**PAGE TEXT**:
————————

This gold colored June 1963 cover for Confidential magazine is entirely given over to actress Barbara Payton, whose self-penned hard-luck story appears inside and details her life troubles. The tale is well known and is one we’ve touched upon before—early marriage and early motherhood, followed by stardom, romances, and riches, followed by booze, drugs, divorces and crime. Confidential being Confidential, the editors neglect to mention that the story here is not an exclusive, but rather is excerpted from I Am Not Ashamed, Payton’s painfully revealing autobiography.

I Am Not Ashamed did not sell especially well, and was pretty much forgotten a few years after its release. But it reappeared by chance two decades later when Jack Nicholson famously lent a rare copy to Jessica Lange to help her prepare for her femme fatale role in The Postman Always Rings Twice. Today the book is widely available. Just a few seconds reading Payton’s words conjures the suspicion she had a ghostwriter, and indeed, it was the king of lowbrow literature Leo Guild who gave shape to the prose, which reads like gutter level sleaze fiction.

————————

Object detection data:
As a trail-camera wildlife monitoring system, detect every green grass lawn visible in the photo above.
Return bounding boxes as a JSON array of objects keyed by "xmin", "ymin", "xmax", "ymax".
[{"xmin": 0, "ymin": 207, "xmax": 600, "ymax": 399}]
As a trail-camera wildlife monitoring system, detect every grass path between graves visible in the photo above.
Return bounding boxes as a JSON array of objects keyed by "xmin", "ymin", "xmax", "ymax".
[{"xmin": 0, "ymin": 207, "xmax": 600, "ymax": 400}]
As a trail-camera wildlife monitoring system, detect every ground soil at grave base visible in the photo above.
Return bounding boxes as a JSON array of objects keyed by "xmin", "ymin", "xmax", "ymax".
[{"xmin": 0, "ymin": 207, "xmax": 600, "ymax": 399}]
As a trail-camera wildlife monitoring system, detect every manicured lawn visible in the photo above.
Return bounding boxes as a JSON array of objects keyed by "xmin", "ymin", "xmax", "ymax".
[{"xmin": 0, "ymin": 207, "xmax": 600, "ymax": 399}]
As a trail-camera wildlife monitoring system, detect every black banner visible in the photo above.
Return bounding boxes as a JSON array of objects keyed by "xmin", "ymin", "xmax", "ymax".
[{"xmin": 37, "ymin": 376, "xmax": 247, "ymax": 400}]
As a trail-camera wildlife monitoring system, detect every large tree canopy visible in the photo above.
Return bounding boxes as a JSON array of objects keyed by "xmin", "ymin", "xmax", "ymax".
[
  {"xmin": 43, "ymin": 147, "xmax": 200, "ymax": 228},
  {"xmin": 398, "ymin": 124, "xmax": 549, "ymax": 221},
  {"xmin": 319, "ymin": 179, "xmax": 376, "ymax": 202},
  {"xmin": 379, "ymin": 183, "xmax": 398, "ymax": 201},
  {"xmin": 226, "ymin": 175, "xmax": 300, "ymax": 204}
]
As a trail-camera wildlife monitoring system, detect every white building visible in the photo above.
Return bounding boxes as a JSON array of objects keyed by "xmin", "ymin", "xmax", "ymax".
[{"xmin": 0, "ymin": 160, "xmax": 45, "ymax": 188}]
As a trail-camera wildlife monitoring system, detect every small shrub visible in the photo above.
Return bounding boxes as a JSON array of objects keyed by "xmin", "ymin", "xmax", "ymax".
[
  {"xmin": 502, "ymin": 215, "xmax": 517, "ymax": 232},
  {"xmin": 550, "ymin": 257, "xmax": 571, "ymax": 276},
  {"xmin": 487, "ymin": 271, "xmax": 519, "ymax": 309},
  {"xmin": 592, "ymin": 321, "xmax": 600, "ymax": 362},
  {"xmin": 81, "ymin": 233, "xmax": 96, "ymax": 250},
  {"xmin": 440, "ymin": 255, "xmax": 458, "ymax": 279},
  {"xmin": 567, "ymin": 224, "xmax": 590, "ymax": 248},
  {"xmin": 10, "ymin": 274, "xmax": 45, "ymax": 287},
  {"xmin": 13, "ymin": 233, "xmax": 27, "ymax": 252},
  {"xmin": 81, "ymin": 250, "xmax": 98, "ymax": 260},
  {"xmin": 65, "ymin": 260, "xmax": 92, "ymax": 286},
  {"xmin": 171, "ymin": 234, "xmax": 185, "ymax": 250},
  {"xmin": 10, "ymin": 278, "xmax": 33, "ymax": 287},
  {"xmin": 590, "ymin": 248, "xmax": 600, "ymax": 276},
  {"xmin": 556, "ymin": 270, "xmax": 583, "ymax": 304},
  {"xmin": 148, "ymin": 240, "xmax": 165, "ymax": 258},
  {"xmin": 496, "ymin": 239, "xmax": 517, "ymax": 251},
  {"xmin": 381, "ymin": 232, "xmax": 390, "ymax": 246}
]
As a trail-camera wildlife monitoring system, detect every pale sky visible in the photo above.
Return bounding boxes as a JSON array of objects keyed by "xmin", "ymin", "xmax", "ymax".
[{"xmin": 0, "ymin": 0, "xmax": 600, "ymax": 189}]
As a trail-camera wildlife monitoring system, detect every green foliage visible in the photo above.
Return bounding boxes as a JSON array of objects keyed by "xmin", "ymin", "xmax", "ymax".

————————

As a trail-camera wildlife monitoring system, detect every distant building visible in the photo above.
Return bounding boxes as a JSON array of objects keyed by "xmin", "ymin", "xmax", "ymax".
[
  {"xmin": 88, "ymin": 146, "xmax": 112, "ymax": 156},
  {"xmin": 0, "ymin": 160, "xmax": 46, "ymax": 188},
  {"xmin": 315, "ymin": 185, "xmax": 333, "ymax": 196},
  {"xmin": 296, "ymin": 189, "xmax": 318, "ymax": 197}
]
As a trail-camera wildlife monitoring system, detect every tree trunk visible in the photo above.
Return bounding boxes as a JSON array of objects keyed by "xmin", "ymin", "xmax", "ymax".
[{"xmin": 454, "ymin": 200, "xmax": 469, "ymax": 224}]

————————

**SHORT TASK 1**: Translate the sentence "Today the book is widely available." from the Barbara Payton text into French.
**SHORT TASK 2**: According to the Barbara Payton text, who gave shape to the prose of I Am Not Ashamed?

**FULL ANSWER 1**: Aujourd'hui, le livre est largement disponible.

**FULL ANSWER 2**: Leo Guild.